[[ Supplied passage, beginning ]]

Gabapentin increases extracellular glutamatergic level in the locus coeruleus via astroglial glutamate transporter-dependent mechanisms.

Gabapentin has shown to be effective in animals and humans with acute postoperative and chronic pain. Yet the mechanisms by which gabapentin reduces pain have not been fully addressed. The current study performed in vivo microdialysis in the locus coeruleus (LC) in normal and spinal nerve ligated (SNL) rats to examine the effect of gabapentin on extracellular glutamate concentration and its mechanisms of action with focus on presynaptic GABA-B receptors, astroglial glutamate transporter-1 (GLT-1), and interactions with α2δ subunits of voltage-gated Ca(2+) channels and endogenous noradrenaline. Basal extracellular concentration and tissue content of glutamate in the LC were greater in SNL rats than normal ones. Intravenously administered and LC-perfused gabapentin increased extracellular glutamate concentration in the LC. The net amount of glutamate increased by gabapentin is larger in SNL rats compared with normal ones, although the percentage increases from the baseline did not differ. The gabapentin-related α2δ ligand pregabalin increased extracellular glutamate concentration in the LC, whereas another α2δ ligand, 3-exo-aminobicyclo [2.2.1] heptane-2-exo-carboxylic acid (ABHCA), did not. Selective blockade by the dihydrokainic acid or knock-down of GLT-1 by the small interfering RNA abolished the gabapentin-induced glutamate increase in the LC, whereas blockade of GABA-B receptors by the CGP-35348 and depletion of noradrenalin by the dopamine-β-hydroxylase antibody conjugated to saporin did not. These results suggest that gabapentin induces glutamate release from astrocytes in the LC via GLT-1-dependent mechanisms to stimulate descending inhibition. The present study also demonstrates that this target of gabapentin in astrocytes does not require interaction with α2δ subunits in neurons.

[[ Supplied passage, end ]]
[[ Extracted entries, beginning ]]

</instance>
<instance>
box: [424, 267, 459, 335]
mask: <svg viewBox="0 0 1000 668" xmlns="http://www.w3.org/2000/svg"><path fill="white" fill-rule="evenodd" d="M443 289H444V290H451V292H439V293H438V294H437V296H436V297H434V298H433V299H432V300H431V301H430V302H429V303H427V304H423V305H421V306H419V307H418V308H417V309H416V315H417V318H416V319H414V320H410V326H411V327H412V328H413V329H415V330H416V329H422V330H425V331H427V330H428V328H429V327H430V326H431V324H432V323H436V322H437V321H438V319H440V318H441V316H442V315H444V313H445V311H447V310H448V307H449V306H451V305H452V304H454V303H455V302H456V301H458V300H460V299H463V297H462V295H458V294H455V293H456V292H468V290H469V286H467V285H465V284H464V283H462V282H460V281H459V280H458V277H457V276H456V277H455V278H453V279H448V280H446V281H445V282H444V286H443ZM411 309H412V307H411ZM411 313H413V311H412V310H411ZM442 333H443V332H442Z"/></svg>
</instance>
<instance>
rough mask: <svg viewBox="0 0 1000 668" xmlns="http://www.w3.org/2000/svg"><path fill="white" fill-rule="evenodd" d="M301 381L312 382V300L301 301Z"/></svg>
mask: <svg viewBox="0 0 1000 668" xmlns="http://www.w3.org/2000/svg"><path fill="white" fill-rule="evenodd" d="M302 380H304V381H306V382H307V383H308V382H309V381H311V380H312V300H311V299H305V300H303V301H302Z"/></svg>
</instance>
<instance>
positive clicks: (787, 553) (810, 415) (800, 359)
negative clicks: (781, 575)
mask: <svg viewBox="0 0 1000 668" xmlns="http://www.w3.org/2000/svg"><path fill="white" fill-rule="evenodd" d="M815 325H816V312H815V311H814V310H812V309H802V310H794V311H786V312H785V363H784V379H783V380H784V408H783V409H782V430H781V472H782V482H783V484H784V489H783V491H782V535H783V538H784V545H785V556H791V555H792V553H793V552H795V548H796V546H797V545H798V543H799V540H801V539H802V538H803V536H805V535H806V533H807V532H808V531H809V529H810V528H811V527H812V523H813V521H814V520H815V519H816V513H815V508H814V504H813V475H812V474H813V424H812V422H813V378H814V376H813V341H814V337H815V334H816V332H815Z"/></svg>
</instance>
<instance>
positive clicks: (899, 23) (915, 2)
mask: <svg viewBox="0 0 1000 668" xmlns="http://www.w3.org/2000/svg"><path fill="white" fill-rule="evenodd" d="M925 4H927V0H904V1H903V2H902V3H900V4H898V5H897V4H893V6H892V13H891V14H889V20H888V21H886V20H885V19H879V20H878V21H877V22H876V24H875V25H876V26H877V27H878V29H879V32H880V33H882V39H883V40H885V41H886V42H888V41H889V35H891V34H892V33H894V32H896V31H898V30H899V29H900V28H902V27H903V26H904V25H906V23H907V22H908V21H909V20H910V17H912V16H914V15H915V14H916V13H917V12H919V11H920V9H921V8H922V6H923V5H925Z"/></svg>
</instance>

[[ Extracted entries, end ]]

Activity list
a) Answer the following questions using the gabapentin abstract.
(i) In which brain region did the study perform in vivo microdialysis?
(ii) Which α2δ ligand did not increase extracellular glutamate concentration in that region?
(iii) What agent was used to deplete noradrenaline?
b) Recast the paragraph of the gabapentin abstract beginning "Gabapentin has shown to be effective" as a concise bulleted list that retains its main facts.

Your written answers
a)
(i) The locus coeruleus (LC).
(ii) 3-exo-aminobicyclo [2.2.1] heptane-2-exo-carboxylic acid (ABHCA).
(iii) The dopamine-β-hydroxylase antibody conjugated to saporin.

b)
- Gabapentin is effective against acute postoperative and chronic pain in animals and humans, but how it reduces pain is not fully understood.
- In vivo microdialysis in the locus coeruleus (LC) of normal and spinal nerve ligated (SNL) rats examined gabapentin's effect on extracellular glutamate. The study focused on presynaptic GABA-B receptors, astroglial glutamate transporter-1 (GLT-1), α2δ subunits of voltage-gated Ca(2+) channels and endogenous noradrenaline.
- SNL rats had higher basal extracellular concentration and tissue content of glutamate in the LC than normal rats.
- Gabapentin, given intravenously or perfused into the LC, raised extracellular glutamate in the LC. The net increase was larger in SNL rats, but the percentage increase from baseline did not differ.
- Pregabalin raised extracellular glutamate in the LC; ABHCA did not.
- Blocking GLT-1 with dihydrokainic acid or knocking it down with small interfering RNA abolished the gabapentin-induced increase. Blocking GABA-B receptors with CGP-35348 or depleting noradrenaline did not.
- Conclusion: gabapentin induces glutamate release from LC astrocytes through GLT-1-dependent mechanisms to stimulate descending inhibition. This action does not require interaction with neuronal α2δ subunits.